▸ Brief
The entries below are to be written out again without alteration.

▸ Entries taken from a collection
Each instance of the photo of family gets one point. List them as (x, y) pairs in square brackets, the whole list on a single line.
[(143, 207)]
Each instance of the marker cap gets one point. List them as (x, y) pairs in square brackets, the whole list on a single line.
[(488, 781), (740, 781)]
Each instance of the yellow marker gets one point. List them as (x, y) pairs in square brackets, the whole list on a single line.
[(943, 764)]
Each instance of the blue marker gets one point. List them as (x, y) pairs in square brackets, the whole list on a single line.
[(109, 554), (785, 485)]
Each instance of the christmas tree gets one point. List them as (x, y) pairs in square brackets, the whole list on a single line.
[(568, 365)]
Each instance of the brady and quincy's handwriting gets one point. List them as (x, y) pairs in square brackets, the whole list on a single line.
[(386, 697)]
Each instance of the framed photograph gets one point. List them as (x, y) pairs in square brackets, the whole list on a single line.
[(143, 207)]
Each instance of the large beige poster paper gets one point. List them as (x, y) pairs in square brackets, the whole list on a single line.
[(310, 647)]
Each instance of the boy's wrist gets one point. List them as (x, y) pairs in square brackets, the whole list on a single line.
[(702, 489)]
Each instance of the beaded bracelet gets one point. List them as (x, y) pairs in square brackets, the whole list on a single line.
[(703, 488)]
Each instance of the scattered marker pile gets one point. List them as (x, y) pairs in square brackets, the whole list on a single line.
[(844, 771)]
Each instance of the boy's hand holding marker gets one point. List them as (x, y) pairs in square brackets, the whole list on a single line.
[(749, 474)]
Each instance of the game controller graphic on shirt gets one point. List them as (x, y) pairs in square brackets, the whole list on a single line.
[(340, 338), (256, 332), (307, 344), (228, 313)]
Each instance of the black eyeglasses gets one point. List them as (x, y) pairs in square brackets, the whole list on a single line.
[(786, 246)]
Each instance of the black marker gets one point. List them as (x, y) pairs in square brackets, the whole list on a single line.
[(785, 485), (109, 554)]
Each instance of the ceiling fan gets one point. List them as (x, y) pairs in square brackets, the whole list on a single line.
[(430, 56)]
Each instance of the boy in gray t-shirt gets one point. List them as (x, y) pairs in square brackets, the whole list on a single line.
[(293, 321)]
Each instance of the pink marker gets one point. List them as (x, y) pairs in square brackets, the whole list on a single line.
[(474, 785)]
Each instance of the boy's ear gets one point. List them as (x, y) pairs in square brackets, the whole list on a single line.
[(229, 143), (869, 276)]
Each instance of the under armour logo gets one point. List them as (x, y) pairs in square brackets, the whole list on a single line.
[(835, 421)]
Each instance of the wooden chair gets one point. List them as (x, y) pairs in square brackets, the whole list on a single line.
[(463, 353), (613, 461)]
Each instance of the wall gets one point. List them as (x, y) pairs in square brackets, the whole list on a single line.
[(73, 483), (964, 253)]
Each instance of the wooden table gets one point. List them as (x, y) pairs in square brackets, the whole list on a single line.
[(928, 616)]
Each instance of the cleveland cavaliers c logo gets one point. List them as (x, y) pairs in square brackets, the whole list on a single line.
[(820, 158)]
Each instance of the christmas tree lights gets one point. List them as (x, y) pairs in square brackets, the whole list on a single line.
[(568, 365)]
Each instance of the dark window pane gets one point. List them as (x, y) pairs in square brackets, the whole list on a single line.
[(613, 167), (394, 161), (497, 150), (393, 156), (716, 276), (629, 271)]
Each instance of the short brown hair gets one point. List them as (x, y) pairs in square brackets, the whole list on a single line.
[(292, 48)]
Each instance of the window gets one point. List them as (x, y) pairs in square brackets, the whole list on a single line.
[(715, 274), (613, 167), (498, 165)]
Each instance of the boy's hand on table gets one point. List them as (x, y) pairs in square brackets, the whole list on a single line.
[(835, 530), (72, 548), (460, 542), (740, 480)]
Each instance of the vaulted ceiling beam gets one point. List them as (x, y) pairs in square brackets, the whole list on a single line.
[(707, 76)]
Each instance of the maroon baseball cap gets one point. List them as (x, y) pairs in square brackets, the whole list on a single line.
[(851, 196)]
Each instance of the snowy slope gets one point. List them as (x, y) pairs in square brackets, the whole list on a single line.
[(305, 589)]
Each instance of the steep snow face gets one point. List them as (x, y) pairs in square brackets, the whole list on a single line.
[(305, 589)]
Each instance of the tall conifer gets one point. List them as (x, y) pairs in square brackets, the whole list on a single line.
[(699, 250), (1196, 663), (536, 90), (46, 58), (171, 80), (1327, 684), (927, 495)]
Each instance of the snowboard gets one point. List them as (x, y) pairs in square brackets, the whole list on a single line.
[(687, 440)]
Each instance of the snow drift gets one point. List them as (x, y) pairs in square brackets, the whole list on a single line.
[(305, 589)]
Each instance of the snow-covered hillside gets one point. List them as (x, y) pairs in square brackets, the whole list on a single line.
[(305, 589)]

▸ Exercise response
Each instance of the photo of family gets one point. List them as (x, y) pairs in square brackets, the whole list on a single line.
[(143, 207)]
Each instance of the marker cap gets one point. List them as (x, y) pairs in square brackets, the whole list on a single line.
[(488, 781), (740, 781)]
Each instance of the yellow marker gets one point. List them as (x, y) pairs in square brackets, the whole list on a single line.
[(943, 764)]
Each instance of the blue marker gets one point. List them as (x, y) pairs in square brackets, the whole list on a single line.
[(109, 554), (785, 485)]
Each instance of the christmas tree gets one point. List them as (x, y) pairs in square brackets, the whole list on a single line.
[(568, 365)]
Each instance of the brady and quincy's handwriting gets one point. List them as (x, y) pairs in square brackets, the whole list on a single line.
[(386, 697)]
Each instance of the framed photograph gets one point. List them as (x, y) pairs in square brackets, the whole list on a single line.
[(143, 207)]
Each instance of the large beige poster paper gets one point. List them as (x, y) pairs in square brackets, the whole list on a single line.
[(310, 647)]
Each instance of the boy's wrist gets one point. List them as (x, y) pairs in square brackets, the whole list on a single line.
[(702, 489)]
Each instance of the beaded bracelet gets one point. List them as (x, y) pairs in square brackets, the whole list on a single line.
[(703, 488)]
Each instance of the scattered marker pile gets one point. List them as (x, y) pairs in square brackets, the whole list on a single line.
[(844, 771)]
Each instance of the boy's hand holding marker gets one point. List them as (x, y) pairs in square brackets, the whole list on a single line.
[(749, 474)]
Each instance of the game controller graphic on shirt gets one point. List them as (x, y) pairs in square brackets, the whole list on a single line.
[(340, 338), (256, 332), (307, 344), (228, 313)]
Each instance of the black eyeglasses gets one point. List them as (x, y) pairs in square brackets, the whole list on a single line.
[(786, 246)]
Each instance of the black marker gets one point. List them as (x, y) pairs in square brackets, the whole list on a single line.
[(785, 485), (109, 554)]
Each instance of the ceiling fan gets one point. List them as (x, y) pairs in square brackets, the whole list on a single line.
[(430, 56)]
Each instance of the boy in gray t-shirt gets one point. List them as (x, y) pairs in square brackets, the whole list on a single line.
[(293, 321)]
Each instance of the pink marker gets one point. List them as (x, y) pairs in square brackets, the whole list on a single line.
[(474, 785)]
Each instance of the boy's ear gets one point. List them as (x, y) pairs in square brackets, the whole list on a single line.
[(229, 143), (869, 276)]
Each instance of the under armour logo gets one point. List them as (x, y) pairs in square brackets, the whole list on a single line.
[(835, 421)]
Each instance of the wooden chair gets one point. List them as (x, y) pairs in square brackets, the whole list on a single line.
[(463, 353), (613, 461)]
Each instance of the wall gets one point. List them as (x, y) pairs in square brackets, the whole list on a single line.
[(73, 483), (964, 253)]
Each instance of the wooden table gets one point. List them as (x, y) pairs in square brackets, the whole list on a single line.
[(928, 616)]
Each instance of the cleveland cavaliers c logo gets one point. List them as (x, y) pairs in square brackets, the whole list on a single line.
[(820, 158)]
Each instance of the christmas tree lights gets one point. List them as (x, y) pairs in square brackets, the whole list on a single line.
[(568, 365)]
Each instance of the dark window pane gets one point. List them as (x, y) pairs in square brackets, the whole list on a single line.
[(613, 167), (394, 161), (497, 150), (393, 156), (716, 276), (629, 271)]
Each instance of the short brown hair gets one point. List them as (x, y) pairs in square brackets, the whole list on a single line.
[(292, 48)]
Each instance of the window gets one point. List them as (x, y) pairs in square brackets, the whole list on a single line.
[(715, 274), (613, 167), (498, 165)]
Each instance of the boy's hand on table gets one point. List them as (x, y) pairs in square brackets, the whole list on a single line.
[(835, 530), (72, 548), (460, 542), (740, 480)]
Each instance of the vaulted ceiling beam gets one point. List them as (x, y) pairs in square brackets, the whole list on a single line.
[(707, 76)]
Each instance of the maroon baseball cap gets one point. List them as (x, y) pairs in square brackets, the whole list on a single line.
[(851, 196)]
Each instance of the snowy slope gets one point. List them as (x, y) pairs in square brackets, the whole list on a single line.
[(305, 589)]
Each instance of the steep snow face gets one point. List them as (x, y) pairs in square brackets, the whole list on a single line.
[(305, 589)]
Each instance of the tall conifer gets one point. List them as (x, y) pairs in square brackets, the whole list on a single line.
[(699, 250), (1196, 663), (536, 90), (46, 58), (171, 80), (1327, 684), (927, 495)]
Each instance of the snowboard gets one point. List them as (x, y) pairs in square brackets, the whole list on a single line.
[(687, 440)]
Each instance of the snow drift gets one point. List them as (x, y) pairs in square brackets, the whole list on a single line.
[(305, 589)]
Each instance of the snow-covered hillside gets one point. List them as (x, y) pairs in square brackets, the whole list on a single line.
[(305, 589)]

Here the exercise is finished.